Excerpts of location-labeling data
** START **
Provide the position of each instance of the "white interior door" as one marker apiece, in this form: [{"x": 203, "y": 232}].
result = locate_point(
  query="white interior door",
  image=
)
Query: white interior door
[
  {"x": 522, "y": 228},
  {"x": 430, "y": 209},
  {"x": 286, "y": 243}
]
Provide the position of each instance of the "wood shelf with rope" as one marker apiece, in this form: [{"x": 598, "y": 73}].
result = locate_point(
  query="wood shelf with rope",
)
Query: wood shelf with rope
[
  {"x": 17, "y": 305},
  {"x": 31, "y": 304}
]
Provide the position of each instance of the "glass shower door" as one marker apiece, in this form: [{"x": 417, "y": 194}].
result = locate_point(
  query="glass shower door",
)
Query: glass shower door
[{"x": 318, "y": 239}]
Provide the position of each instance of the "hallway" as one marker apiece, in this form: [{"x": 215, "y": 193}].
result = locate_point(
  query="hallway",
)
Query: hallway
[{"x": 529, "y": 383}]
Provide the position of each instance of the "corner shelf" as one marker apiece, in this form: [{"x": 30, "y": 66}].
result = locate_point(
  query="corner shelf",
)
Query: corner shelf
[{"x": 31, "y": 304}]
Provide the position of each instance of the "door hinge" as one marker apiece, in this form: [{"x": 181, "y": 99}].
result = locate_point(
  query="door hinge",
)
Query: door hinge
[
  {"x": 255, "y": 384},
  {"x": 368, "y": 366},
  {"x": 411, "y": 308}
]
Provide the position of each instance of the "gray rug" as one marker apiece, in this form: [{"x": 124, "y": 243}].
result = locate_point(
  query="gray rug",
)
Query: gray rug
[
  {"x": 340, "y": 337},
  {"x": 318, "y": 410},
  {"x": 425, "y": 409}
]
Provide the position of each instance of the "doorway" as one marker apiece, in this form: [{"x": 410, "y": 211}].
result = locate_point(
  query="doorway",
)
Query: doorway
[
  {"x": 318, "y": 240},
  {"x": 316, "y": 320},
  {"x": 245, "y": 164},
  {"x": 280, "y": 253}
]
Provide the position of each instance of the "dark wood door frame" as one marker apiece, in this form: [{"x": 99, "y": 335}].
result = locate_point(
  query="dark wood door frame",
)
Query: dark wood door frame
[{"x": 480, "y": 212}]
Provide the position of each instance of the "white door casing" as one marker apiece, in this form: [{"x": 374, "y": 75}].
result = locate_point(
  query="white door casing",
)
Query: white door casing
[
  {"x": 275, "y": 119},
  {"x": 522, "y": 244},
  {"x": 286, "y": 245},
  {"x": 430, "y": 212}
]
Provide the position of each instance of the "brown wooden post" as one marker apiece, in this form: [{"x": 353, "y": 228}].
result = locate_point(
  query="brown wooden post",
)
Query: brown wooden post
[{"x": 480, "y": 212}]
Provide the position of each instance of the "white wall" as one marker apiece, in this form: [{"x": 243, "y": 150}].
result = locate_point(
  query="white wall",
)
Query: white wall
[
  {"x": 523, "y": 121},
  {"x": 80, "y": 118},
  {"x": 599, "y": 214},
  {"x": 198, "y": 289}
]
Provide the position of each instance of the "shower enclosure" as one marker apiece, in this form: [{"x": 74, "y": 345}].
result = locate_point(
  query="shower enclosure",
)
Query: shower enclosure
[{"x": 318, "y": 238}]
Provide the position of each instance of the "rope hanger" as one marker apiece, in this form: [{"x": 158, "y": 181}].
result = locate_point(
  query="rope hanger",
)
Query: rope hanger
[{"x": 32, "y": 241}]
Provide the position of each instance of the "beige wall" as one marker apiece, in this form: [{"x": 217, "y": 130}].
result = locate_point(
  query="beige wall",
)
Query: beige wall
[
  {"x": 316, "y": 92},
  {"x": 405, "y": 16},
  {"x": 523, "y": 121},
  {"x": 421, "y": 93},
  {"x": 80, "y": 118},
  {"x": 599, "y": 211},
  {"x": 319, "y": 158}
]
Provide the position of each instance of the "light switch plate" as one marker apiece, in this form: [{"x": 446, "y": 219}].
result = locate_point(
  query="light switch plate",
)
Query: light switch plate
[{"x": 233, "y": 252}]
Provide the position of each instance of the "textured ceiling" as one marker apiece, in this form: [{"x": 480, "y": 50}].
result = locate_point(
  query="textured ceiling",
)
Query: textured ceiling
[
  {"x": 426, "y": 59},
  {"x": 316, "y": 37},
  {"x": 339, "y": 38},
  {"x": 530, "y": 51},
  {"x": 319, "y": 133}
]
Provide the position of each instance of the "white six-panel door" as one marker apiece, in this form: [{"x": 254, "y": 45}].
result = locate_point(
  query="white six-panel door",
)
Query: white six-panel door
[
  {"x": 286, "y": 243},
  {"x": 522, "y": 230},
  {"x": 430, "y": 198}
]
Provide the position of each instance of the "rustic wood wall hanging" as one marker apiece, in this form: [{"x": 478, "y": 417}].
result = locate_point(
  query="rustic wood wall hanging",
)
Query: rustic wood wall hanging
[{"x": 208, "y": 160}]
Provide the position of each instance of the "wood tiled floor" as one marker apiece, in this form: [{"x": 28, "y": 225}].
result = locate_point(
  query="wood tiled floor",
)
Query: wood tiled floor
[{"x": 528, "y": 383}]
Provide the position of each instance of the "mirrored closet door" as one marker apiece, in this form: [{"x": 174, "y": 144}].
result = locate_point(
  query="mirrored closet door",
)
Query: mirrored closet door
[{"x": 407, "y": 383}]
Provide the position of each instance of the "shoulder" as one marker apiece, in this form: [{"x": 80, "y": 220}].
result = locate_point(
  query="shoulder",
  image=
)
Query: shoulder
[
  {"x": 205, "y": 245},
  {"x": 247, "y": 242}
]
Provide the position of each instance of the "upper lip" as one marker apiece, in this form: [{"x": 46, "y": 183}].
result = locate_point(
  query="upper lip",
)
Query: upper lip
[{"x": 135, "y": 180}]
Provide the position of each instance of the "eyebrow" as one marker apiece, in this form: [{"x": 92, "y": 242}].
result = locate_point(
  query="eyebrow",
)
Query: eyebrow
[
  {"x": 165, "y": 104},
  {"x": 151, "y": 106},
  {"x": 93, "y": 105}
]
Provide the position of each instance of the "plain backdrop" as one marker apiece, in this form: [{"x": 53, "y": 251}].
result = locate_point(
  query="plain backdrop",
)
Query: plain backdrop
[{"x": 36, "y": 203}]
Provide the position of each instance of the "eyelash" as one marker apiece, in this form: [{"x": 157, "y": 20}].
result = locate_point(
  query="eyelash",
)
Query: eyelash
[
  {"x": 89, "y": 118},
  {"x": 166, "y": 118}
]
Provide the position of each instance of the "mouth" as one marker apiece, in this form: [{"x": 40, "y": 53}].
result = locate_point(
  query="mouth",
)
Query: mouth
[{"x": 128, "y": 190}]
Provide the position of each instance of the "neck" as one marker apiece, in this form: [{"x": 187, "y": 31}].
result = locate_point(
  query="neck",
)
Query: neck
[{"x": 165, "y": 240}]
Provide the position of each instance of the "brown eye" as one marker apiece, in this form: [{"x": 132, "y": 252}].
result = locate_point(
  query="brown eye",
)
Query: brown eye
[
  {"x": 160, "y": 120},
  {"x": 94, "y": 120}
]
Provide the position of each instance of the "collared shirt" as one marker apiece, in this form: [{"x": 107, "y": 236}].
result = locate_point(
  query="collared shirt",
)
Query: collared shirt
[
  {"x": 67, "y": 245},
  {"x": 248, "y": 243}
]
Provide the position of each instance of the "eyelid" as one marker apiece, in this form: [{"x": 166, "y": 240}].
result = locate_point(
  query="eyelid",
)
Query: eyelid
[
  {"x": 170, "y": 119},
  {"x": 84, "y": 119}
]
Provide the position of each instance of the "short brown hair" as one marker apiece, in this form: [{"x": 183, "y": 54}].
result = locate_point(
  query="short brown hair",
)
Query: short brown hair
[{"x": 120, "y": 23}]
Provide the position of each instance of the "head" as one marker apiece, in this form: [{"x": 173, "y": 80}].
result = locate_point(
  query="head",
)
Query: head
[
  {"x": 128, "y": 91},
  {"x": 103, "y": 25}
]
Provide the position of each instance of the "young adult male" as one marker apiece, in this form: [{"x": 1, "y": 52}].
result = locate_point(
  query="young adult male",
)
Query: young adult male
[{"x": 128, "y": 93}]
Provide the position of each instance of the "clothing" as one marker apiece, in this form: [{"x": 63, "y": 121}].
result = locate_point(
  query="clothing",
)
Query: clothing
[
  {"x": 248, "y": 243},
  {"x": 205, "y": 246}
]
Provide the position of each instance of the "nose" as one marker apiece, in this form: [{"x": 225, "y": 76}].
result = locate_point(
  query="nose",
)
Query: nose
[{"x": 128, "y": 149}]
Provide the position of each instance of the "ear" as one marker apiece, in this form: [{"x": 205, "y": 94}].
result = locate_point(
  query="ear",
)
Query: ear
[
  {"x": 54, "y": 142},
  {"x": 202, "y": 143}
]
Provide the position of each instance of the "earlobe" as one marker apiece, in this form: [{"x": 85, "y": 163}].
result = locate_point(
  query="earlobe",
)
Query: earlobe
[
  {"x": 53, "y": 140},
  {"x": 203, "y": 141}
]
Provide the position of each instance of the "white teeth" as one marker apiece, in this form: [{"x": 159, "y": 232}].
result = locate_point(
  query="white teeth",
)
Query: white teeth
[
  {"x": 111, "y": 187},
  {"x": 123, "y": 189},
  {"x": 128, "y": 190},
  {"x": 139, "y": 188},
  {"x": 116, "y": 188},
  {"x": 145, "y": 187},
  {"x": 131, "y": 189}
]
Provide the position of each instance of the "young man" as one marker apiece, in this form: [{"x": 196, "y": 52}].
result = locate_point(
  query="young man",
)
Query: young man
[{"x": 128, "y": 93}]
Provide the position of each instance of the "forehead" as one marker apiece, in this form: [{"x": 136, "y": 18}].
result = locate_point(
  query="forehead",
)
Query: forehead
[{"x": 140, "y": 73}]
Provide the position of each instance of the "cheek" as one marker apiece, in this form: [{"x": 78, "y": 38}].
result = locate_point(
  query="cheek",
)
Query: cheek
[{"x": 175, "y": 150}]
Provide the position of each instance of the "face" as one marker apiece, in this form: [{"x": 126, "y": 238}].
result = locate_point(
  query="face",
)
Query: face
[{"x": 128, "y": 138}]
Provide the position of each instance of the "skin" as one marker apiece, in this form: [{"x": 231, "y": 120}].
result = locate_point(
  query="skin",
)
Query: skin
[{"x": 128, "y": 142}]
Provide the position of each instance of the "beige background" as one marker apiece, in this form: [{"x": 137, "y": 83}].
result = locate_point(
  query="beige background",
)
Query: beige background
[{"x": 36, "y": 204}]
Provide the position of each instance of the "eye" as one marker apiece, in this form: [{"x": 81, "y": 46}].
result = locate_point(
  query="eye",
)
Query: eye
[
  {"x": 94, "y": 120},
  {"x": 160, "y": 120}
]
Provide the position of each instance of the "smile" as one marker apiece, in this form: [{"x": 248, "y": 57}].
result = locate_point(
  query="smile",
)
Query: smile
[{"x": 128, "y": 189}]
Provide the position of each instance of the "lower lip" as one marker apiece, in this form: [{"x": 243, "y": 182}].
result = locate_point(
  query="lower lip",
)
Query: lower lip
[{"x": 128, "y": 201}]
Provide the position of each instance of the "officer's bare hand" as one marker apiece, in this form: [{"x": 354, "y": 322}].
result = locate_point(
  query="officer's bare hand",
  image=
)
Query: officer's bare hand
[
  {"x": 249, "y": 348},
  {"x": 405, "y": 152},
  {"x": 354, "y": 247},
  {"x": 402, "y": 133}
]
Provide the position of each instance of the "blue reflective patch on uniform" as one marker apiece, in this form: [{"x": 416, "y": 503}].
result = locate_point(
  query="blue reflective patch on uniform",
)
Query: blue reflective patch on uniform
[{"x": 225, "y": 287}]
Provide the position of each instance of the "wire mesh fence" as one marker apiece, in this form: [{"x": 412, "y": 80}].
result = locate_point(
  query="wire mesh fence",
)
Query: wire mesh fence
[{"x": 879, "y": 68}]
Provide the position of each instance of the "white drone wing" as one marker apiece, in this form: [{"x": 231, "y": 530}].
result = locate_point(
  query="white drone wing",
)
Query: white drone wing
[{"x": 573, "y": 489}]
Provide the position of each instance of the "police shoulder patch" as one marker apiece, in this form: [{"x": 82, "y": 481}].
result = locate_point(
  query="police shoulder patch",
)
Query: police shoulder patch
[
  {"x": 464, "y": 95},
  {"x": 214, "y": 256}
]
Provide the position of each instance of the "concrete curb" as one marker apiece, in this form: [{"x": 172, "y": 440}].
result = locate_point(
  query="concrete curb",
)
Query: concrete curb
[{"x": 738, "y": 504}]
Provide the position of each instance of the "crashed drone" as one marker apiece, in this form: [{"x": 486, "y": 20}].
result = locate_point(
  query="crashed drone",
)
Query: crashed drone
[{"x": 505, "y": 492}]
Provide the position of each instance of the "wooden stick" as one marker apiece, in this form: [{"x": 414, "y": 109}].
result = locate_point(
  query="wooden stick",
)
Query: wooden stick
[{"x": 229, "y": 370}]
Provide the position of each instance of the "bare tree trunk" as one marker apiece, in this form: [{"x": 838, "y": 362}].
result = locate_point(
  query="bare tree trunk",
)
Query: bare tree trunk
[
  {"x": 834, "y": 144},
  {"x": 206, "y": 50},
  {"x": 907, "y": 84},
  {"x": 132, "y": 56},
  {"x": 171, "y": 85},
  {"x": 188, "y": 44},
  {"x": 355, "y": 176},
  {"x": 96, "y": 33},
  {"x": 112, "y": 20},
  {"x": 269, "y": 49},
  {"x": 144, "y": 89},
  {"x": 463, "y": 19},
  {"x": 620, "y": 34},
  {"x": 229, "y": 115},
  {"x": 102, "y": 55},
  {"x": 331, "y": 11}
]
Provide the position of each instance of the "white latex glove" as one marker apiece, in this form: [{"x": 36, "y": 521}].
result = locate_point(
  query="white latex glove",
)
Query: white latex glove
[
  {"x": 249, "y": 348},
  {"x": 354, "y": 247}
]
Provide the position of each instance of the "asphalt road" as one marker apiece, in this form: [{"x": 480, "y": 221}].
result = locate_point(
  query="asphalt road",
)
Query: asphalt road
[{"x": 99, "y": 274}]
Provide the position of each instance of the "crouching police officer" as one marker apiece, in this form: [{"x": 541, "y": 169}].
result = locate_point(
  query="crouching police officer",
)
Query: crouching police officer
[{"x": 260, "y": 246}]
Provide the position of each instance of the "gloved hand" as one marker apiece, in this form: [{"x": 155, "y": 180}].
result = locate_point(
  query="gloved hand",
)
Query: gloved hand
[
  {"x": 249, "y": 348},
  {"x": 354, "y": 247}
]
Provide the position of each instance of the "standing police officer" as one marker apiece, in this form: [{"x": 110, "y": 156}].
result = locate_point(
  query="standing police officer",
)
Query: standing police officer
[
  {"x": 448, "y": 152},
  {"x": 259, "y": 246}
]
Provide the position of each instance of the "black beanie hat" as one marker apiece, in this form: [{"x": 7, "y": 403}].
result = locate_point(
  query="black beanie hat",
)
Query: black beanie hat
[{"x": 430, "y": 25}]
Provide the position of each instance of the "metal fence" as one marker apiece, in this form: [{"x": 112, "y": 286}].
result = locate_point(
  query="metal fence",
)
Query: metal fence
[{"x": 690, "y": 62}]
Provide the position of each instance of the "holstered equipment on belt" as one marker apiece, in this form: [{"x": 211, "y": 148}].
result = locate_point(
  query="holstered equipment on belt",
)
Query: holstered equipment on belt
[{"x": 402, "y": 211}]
** END **
_Given problem_. Pick out every line of the items above that contains the string "switch", copying each line in full. Case counts.

_Output of the task_.
Provide the position of each instance of the "light switch plate" as one marker apiece, in this form: [{"x": 446, "y": 219}].
  query="light switch plate",
Query: light switch plate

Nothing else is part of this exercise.